CS 111: Spring 2010

Lecture 13: File System Robustness

By Khai Nguyen

Terminology

 

Error: mistake make by designer (in designer’s head)

Fault: bug in code, not triggered yet

Failure: bug is triggered, user notices.

File System Goals

 

Durability: survive (limited) failure in hardware (need a failure model)

                Ex: power failure while writing a block

 

Atomicity: change are either made or not made

 

Performances: throughput + latency

Case Study

 

System call: rename( “a”, “b”)

 

Simple Pseudo-code

1.       Find data block

2.       Read it to RAM

3.       Change ‘a’ to ‘b’

4.       Write block to disk

 

First glance:

·         Power failure happen at any step is just fine, it would not affect File System integrity

 

Missing:

·         What if ‘b’ already exists?

·         Updated Pseudo-code

1.       Find data block

2.       Read it to RAM

§  If ‘b’ already exist

·         Read B data block

·         Decrement link count

·         Update bitmap

·         Write out to disk

3.       Change ‘a’ to ‘b’

4.       Write block to disk

 

First glance:

·         If power failure happens, our disk data will inconsistent

o   Sector write is atomic, but block write is not.

·         Attempt: why don’t rename() fail if file exist?

o   Ok, what if you try to rename a directory? Create a directory is not atomic.

·         No matter how you fix the code, it will not work correctly

o   Extreme example:

§  rename(“d/f”, “e/g”)

§  Resolving the path, etc… a lot of windows for failure

What we want

 

File system correctness invariants

1.       Every block in file system is used for exactly 1 purpose: boot block, super block, bitmap, inode, data.

* [Written instruction] From the file system robustness notes above, copy the passage that begins with the words containing "Error: mistake make" and ends with "a failure model)".

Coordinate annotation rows
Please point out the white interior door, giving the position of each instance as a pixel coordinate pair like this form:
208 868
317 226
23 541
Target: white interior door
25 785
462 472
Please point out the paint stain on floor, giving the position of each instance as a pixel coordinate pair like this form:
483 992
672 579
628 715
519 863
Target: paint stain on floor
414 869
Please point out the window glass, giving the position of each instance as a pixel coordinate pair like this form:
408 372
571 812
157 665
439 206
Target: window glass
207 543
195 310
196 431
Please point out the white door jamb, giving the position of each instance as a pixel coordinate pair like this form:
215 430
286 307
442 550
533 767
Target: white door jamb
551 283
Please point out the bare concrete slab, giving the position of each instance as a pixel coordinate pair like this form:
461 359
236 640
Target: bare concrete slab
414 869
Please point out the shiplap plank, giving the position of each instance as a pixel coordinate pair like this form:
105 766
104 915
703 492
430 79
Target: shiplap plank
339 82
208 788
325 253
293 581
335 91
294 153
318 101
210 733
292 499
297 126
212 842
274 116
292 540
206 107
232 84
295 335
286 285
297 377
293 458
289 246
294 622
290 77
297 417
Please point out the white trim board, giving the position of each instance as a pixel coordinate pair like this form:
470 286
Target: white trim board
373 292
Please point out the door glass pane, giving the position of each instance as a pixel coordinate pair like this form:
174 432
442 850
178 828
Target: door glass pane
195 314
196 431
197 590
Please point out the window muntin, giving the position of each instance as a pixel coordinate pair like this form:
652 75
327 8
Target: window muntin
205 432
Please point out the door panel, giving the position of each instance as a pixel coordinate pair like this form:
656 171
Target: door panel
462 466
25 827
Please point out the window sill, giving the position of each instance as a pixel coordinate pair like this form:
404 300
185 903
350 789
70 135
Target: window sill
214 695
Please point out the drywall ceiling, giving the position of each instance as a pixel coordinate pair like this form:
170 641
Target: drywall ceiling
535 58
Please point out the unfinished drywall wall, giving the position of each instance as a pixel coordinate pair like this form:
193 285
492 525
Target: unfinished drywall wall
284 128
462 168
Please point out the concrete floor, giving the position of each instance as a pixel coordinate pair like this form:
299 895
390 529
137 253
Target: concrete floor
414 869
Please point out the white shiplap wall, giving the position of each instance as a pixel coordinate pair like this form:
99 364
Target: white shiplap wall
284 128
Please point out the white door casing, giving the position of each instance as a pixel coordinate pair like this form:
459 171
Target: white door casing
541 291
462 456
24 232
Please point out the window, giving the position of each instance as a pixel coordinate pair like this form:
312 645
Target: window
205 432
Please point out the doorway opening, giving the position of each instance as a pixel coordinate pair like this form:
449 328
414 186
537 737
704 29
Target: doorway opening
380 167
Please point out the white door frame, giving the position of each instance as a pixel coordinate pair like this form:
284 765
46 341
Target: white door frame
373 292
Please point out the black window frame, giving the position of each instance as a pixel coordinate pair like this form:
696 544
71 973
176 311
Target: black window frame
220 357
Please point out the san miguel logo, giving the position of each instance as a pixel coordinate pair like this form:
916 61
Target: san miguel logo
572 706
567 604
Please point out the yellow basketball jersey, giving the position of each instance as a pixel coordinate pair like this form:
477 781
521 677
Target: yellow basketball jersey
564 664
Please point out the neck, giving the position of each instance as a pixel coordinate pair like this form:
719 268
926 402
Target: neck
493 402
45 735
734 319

* [Output below]
Error: mistake make by designer (in designer’s head)

Fault: bug in code, not triggered yet

Failure: bug is triggered, user notices.

File System Goals

 

Durability: survive (limited) failure in hardware (need a failure model)